** Required work **
Write out all of the lines below again word for word, leaving out the pictures.
● ● ●
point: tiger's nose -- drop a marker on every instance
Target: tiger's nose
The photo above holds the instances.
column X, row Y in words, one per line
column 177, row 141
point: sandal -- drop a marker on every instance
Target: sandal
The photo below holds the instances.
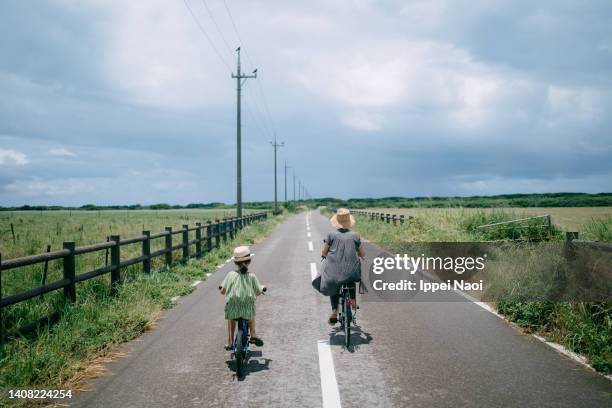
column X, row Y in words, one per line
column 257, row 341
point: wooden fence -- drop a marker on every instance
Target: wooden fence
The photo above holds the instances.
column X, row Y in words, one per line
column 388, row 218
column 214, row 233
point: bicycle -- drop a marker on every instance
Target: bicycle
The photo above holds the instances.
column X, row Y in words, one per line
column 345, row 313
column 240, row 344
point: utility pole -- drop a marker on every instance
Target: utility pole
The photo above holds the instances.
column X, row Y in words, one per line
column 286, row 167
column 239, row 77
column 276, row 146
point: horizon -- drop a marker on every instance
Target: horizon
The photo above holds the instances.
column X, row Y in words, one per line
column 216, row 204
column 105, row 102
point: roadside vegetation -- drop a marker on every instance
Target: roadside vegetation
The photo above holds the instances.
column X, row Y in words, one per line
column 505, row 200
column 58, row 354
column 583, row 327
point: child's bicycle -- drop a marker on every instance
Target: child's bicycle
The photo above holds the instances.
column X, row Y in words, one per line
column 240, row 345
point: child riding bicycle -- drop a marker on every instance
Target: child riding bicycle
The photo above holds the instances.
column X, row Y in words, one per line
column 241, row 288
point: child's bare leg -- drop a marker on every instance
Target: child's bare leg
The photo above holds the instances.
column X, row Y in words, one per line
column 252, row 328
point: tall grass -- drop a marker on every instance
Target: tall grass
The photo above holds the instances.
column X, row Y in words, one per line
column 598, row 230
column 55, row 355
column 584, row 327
● ● ●
** Answer to this exercise **
point: tiger's nose -- drop a marker on every instance
Target: tiger's nose
The photo above holds the instances.
column X, row Y in words, one per line
column 177, row 141
point: sandal -- drop a marker on every instance
Target: sandal
The photo below holds the instances.
column X, row Y in words, one per line
column 257, row 341
point: wooden fence -- drop a marker on every instance
Target: wooden fence
The photo above holds the instances.
column X, row Y in words, one per line
column 388, row 218
column 214, row 233
point: bicycle -- drop a marker on every instance
Target: bicycle
The photo above holds the instances.
column X, row Y in words, one per line
column 345, row 313
column 240, row 344
point: utility pole -- drop a marker on every instance
Target: utility pole
The photo above holds the instances.
column X, row Y in words, one per line
column 286, row 167
column 239, row 77
column 276, row 146
point: horizon -- drop a marker on every instance
Target: horizon
The photo above holds the instances.
column X, row Y in words, one per line
column 216, row 204
column 105, row 102
point: roadside vegetation -- drop a marker on every instance
Target: roadside vegetation
The photo above holds the instances.
column X, row Y in words, one per line
column 505, row 200
column 58, row 354
column 583, row 327
point: child's bicycle -- drop a marker on every instance
Target: child's bicycle
The photo above holds the instances.
column X, row Y in words, one per line
column 240, row 345
point: child riding bicycle -- drop a marker on every instance
Target: child riding bicycle
The photo above holds the instances.
column X, row Y in words, one per line
column 241, row 288
point: child's bare leg -- drop a marker on every instance
Target: child's bare leg
The photo above holds the instances.
column X, row Y in words, one per line
column 252, row 328
point: tall grass -- drop a marker on every instance
Target: tall grass
The photo above holds the instances.
column X, row Y in words, one per line
column 598, row 230
column 55, row 355
column 584, row 327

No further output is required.